• **Extrait**:
L’Ombre de Goya ne révolutionne pas le genre. Sa sortie en salles ne se serait pas justifiée si les documentaires n’y drainaient désormais un public que les fictions peinent à séduire. Mais il nous fait passer un moment agréable et nous donne le sentiment éphémère d’être plus intelligent et plus sensible que nous ne sommes.

La bande-annonce

Les Enfants des autres ★★★☆

Rachel (Virginie Efira) rencontre Ali (Roschdy Zem) à un cours de guitare. Elle est enseignante, quadragénaire, sans enfant ; il travaille dans le design automobile, a peut-être une dizaine d’années de plus qu’elle et une petite fille de quatre ans et demi, Leïla, dont il partage la garde avec son ex-femme (Chiara Mastroianni).
Rachel tombe très vite amoureuse d’Ali. Elle éprouve tout autant de sentiments pour Leïla sur laquelle son statut précaire lui interdit pourtant de revendiquer aucun droit. Saura-telle se faire accepter d’elle ?

• **Enregistrements issus d'un jeu de données**:
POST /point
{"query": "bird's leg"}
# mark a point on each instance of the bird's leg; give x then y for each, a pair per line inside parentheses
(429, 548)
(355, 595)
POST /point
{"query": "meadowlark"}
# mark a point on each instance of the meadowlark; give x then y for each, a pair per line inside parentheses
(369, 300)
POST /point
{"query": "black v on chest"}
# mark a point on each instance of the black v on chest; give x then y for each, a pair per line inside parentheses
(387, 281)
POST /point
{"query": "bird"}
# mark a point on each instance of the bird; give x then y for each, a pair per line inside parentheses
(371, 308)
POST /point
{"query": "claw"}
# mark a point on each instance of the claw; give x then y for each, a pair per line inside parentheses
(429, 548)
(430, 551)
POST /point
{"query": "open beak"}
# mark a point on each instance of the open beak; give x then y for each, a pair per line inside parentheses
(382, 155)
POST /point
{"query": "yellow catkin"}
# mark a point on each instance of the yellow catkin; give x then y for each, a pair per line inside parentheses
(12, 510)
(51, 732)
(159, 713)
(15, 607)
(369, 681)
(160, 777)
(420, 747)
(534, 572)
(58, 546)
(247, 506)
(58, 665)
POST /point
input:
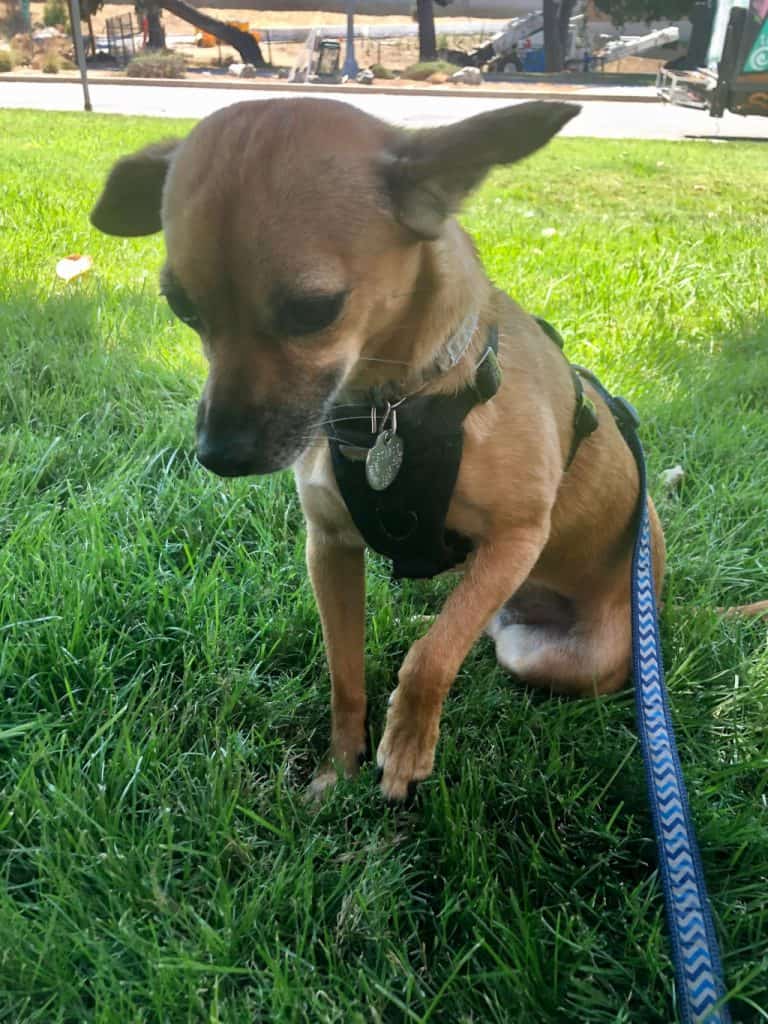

• **Énoncé de la tâche**:
Dans l'extrait sur les films, où Rachel rencontre-t-elle Ali ?

• **Solution de la tâche**:
À un cours de guitare.